> **What the task requires**
Rewrite all of the lines below with "Put a marker on" swapped for "Place a point on" wherever it appears, changing nothing else. Leave the pictures out.

+ + + + +

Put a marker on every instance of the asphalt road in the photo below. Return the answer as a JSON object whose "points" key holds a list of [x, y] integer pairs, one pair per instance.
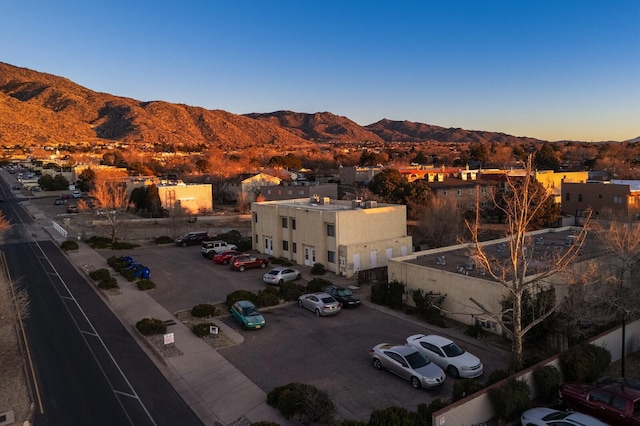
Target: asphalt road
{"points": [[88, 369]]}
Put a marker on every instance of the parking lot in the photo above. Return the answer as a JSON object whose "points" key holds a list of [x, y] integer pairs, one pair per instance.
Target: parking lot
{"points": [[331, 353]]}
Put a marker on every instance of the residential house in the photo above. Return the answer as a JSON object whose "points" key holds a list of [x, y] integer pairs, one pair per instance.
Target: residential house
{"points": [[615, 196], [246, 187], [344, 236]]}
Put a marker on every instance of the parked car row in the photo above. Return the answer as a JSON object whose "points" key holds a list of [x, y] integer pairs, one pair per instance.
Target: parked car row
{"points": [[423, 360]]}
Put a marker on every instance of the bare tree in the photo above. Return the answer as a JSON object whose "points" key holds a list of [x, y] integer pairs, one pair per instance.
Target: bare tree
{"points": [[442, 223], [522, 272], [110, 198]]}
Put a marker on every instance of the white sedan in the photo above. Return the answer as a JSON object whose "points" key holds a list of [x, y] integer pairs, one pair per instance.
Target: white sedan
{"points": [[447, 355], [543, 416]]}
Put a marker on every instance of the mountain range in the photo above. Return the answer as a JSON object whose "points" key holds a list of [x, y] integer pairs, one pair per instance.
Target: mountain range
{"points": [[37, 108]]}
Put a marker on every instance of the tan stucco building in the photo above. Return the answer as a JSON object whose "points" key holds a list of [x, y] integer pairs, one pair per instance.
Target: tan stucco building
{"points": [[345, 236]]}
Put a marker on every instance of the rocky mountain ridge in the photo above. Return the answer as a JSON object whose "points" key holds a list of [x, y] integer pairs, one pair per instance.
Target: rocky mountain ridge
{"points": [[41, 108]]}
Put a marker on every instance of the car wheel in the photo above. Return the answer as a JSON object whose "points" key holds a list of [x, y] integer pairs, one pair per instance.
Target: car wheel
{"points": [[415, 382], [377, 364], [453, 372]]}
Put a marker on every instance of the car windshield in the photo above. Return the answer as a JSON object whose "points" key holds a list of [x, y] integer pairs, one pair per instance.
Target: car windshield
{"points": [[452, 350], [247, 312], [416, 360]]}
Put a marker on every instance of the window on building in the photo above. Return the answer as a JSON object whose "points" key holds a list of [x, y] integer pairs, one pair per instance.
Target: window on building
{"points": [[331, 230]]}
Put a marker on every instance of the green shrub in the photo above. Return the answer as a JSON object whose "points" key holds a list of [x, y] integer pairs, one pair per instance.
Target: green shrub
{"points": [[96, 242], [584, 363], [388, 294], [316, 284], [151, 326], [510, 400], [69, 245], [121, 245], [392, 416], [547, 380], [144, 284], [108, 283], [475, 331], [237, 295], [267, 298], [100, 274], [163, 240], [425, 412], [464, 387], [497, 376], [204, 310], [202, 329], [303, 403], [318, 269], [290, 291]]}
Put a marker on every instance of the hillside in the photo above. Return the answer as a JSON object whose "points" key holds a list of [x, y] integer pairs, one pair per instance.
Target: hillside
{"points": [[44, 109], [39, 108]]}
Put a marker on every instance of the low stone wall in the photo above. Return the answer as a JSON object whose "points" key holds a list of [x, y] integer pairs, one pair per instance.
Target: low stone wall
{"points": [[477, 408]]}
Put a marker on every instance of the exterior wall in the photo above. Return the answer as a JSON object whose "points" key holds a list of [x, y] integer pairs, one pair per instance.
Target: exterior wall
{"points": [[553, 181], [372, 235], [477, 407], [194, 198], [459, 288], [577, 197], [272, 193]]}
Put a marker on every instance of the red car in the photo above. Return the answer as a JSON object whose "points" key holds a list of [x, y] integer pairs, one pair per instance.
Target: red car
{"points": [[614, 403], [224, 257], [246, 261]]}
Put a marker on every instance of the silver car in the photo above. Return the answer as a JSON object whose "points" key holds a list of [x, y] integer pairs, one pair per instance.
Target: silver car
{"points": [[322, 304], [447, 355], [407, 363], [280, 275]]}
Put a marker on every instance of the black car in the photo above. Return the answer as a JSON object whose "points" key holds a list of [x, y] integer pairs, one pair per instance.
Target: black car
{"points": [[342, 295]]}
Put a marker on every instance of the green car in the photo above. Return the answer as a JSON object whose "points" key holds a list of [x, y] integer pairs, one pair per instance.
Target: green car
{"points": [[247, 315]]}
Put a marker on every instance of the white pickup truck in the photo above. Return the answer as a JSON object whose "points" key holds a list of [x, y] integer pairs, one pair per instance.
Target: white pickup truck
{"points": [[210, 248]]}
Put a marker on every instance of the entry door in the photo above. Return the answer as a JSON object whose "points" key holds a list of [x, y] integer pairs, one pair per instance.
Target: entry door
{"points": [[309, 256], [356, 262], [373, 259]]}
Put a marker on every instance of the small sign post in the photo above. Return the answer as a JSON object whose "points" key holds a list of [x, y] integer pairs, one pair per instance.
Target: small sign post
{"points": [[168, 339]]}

+ + + + +

> **The result**
Place a point on every instance of the asphalt road in the photo below. Return the answer as a JSON object whose "points" key holds a list of [x, y] integer pairs, one pair per instance.
Target: asphalt road
{"points": [[88, 369]]}
Place a point on every instance of the parking lot in the photo above. Return the answer as a JSON object whose "points" key holds a list of [x, y] integer pairs, one pair per instance.
Target: parking lot
{"points": [[331, 353]]}
Place a point on every instance of the residential house in the photo above. Return the answer as a JSON object whose "points" key holds a list of [x, y] integer pairs, one pair per instance.
Target: residential house
{"points": [[615, 196], [246, 187], [344, 236]]}
Place a point on every instance of the parked car row in the photo above. Return the answer as a JSON object whose "points" key holds a list of [x, y] integer pairs, one pair per instance.
Target: parked car row
{"points": [[423, 360]]}
Place a point on every instance of the bare tree in the photo above. Return the answer as a JSON object whose "points" key holds a list of [x, y] integer pairs, one pair per instance.
Target: bare tree
{"points": [[442, 223], [522, 272], [110, 198]]}
Place a point on every instance of the white sedan in the photo above. Return the answer as a JSON object whose "points" key holds a list of [x, y] integer pairs, one pair per instance.
Target: white sedan
{"points": [[447, 355], [543, 416]]}
Place a point on every instance of the mountain range in the photo above. Return the answer as a JSON object whose "points" key holds a list of [x, y] integer pairs, one pair per instance.
Target: mountain range
{"points": [[37, 108]]}
Place a point on every instance of the tan stucco building in the photo above. Return the answer as a JSON object whose "points" key holds a list of [x, y] integer pairs, one pair per instance.
Target: tan stucco building
{"points": [[345, 236]]}
Place a point on every instance of the rocky mountain ridge in the photo above. Return the answer as a JSON object whose "points" key holds a list of [x, y] integer pairs, one pair per instance.
Target: rocky mountain ridge
{"points": [[41, 108]]}
Place a point on every instance of the car wheel in the photo above. Return the answer as a JSON object whose "points" key holds a list of [x, y] integer pairs, one pair per instance.
Target: car wheel
{"points": [[415, 382], [377, 364], [453, 372]]}
Place a point on every instance of the car windshield in the photo above. Return the answer as a JSON object whose "points" key holds a list of [x, y] integer pairs, one pair per instance.
Target: car windshield
{"points": [[452, 350], [247, 312], [416, 360]]}
Place a point on every instance of the window on building in the photo above. Return the answer as a JSON object whose "points" key holds a list of [x, y] integer pairs, one pair per instance.
Target: window on building
{"points": [[331, 230]]}
Place a point on every instance of the green shrub in the photo above. Return the answer as a JSON object whose "points" key holds a list of [x, y] integer pairs, one pair per instance.
Target: green shrub
{"points": [[96, 242], [584, 363], [388, 294], [316, 284], [151, 326], [510, 400], [69, 245], [121, 245], [392, 416], [547, 380], [144, 284], [108, 283], [475, 331], [237, 295], [267, 298], [100, 274], [163, 240], [425, 412], [464, 387], [497, 376], [204, 310], [202, 329], [303, 403], [318, 269], [290, 291]]}
Place a point on every instance of the hillside in the photo above. Return the answer as a JSON object whose "points" key holds a list of [x, y] integer pairs, one pair per instance.
Target: hillside
{"points": [[44, 109], [39, 108]]}
Place a point on every instance of the low stone wall in the photo above. Return the answer as a JSON object whose "points" key holds a list of [x, y] integer pairs, one pair per instance.
Target: low stone wall
{"points": [[477, 408]]}
Place a point on every instance of the exterior wall in the photo above. Return the answer as a JSON object whose "points" key holds a list of [x, y] integer pairs, one pair per instance.
Target: exterior wall
{"points": [[553, 181], [372, 235], [477, 407], [194, 198], [459, 288], [577, 197], [272, 193]]}
Place a point on every instance of the red car in the photo above. Return the answer as a JSON object whose "points" key holds a list of [x, y] integer pairs, one pair per instance.
Target: red car
{"points": [[614, 403], [224, 257], [246, 261]]}
Place a point on every instance of the silver car in the photo above. Return the answer as a JSON object whose "points" key holds a list of [x, y] integer pairs, one pair per instance.
Target: silver car
{"points": [[322, 304], [447, 355], [407, 363], [280, 275]]}
Place a point on every instance of the black car in the photo above. Return the answer as a JSON object whose "points" key holds a list of [x, y] integer pairs, one pair per instance.
Target: black car
{"points": [[342, 295]]}
Place a point on every instance of the green car in the photo above. Return the answer as a JSON object whose "points" key holds a list of [x, y] integer pairs, one pair per instance.
Target: green car
{"points": [[247, 315]]}
Place a point on every instance of the white pickup truck in the photo above. Return the answer as a JSON object whose "points" key holds a list of [x, y] integer pairs, one pair per instance.
Target: white pickup truck
{"points": [[210, 248]]}
Place a point on every instance of the entry door in the photo above. Return the answer as a JSON object whose "points" key holds a list of [x, y] integer pairs, one pair per instance.
Target: entry door
{"points": [[309, 256], [356, 262], [373, 259]]}
Place a point on every instance of the small sign post in the photo above. Return the answer as a JSON object whose "points" key holds a list of [x, y] integer pairs, one pair per instance.
Target: small sign post
{"points": [[168, 339]]}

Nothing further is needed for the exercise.